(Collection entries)

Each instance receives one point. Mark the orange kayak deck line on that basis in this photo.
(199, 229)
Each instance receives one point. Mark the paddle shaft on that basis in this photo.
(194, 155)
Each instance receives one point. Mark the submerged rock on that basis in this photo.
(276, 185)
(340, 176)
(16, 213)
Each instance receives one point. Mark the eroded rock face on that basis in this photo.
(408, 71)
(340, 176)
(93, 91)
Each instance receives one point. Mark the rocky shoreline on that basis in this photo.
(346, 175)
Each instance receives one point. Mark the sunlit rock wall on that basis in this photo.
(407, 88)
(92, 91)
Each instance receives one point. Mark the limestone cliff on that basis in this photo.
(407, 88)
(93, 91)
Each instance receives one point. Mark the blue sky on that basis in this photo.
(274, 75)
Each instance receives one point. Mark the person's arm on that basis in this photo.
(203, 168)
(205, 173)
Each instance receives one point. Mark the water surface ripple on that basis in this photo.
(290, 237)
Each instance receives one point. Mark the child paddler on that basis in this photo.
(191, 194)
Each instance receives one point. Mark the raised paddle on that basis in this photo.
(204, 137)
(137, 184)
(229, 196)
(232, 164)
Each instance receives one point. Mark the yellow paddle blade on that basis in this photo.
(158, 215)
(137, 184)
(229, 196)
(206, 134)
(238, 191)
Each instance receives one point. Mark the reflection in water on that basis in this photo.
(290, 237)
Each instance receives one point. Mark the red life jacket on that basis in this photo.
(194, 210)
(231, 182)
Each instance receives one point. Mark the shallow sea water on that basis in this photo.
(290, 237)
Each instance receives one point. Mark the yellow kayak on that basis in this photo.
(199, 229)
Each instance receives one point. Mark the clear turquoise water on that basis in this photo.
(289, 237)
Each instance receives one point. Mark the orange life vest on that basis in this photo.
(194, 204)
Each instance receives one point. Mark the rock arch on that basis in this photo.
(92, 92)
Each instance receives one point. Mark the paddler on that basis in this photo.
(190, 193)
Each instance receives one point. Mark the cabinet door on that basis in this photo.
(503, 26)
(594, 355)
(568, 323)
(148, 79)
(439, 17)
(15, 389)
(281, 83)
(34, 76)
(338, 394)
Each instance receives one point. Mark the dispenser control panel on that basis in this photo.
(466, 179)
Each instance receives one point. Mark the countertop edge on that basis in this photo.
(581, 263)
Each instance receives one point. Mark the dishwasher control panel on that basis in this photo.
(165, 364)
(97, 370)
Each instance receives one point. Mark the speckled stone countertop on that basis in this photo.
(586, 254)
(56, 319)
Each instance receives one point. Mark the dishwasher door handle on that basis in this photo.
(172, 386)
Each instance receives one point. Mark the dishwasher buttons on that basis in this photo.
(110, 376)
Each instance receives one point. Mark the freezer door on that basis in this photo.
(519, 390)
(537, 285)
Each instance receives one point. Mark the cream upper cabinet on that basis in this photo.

Exercise ->
Repeat the entries above exactly, leaving nothing out.

Expected output ->
Each instance receives one point. Mark the orange kayak deck line on that basis in this photo.
(199, 229)
Each instance receives one point. Mark the paddle shaft on that basis in this photo.
(194, 155)
Each instance receives one point. Mark the submerged rock on that basis in this photo.
(276, 185)
(340, 176)
(16, 213)
Each instance receives one point. Mark the eroded rock face on that basis in this photo.
(408, 71)
(340, 176)
(93, 91)
Each instance receives one point. Mark the rocky shoreline on that basis in this photo.
(346, 175)
Each instance receives one point. Mark the sunlit rock wall on that basis in this photo.
(407, 88)
(92, 91)
Each instance receives one point. Mark the limestone cliff on that basis in this photo.
(407, 88)
(93, 91)
Each instance receives one point. Mark the blue sky on that basis in this photo.
(274, 75)
Each instance receives one point. Mark the person's arm on that basis in this photo.
(203, 168)
(205, 173)
Each instance receives one point. Mark the water surface ripple on that basis in this photo.
(290, 237)
Each instance receives one point. Mark the child paddler on that basis in this photo.
(191, 194)
Each instance receives one point. Mark the raised paddle on that basis in this photo.
(204, 137)
(137, 184)
(229, 196)
(232, 164)
Each instance receives one point. Mark the yellow paddle blade on that basis in this photo.
(158, 215)
(137, 184)
(229, 196)
(206, 134)
(238, 191)
Each instance receives one point. Mark the reflection in water on that basis in this photo.
(290, 237)
Each instance receives one point. Mark the red life jacket on that basis in this photo.
(194, 210)
(231, 182)
Each instance receives one point. Mark the shallow sea water on that basis in this photo.
(290, 237)
Each instance receives one point. Mark the yellow kayak on that basis in this photo.
(199, 229)
Each instance receives one point. Mark the clear turquoise water on that basis in this photo.
(289, 237)
Each instance receives one point. Mark the orange life vest on that basis in this photo.
(194, 204)
Each instance receives one point. Mark the rock arch on that basis in this photo.
(92, 92)
Each instance receives one point. Mark the paddler on that basis in this photo.
(190, 193)
Each instance receives one point. Mark the cabinet door on that basis in this photo.
(503, 26)
(594, 355)
(568, 323)
(148, 79)
(439, 17)
(15, 389)
(281, 83)
(34, 76)
(338, 394)
Each instance receives one point. Mark the dispenser control panel on that basis in this photo.
(466, 179)
Each instance receives one point. Mark the countertop edge on that basis in this photo.
(581, 263)
Each instance receives one point. Mark the dishwasher control panel on that basis in this photo.
(165, 364)
(97, 370)
Each instance receives one point. Mark the speckled stone countertop on that basis in this photo.
(586, 254)
(56, 319)
Each instance receives one point. Mark the dishwasher door handle on that basis in this photo.
(172, 386)
Each instance receives one point. Mark the dishwasher buttons on that basis in this photo.
(110, 376)
Each instance receives one point. Mark the freezer door on that basis in this photo.
(519, 390)
(537, 285)
Each instance receives one point. Mark the cream upper cabinet on that basis in this photo.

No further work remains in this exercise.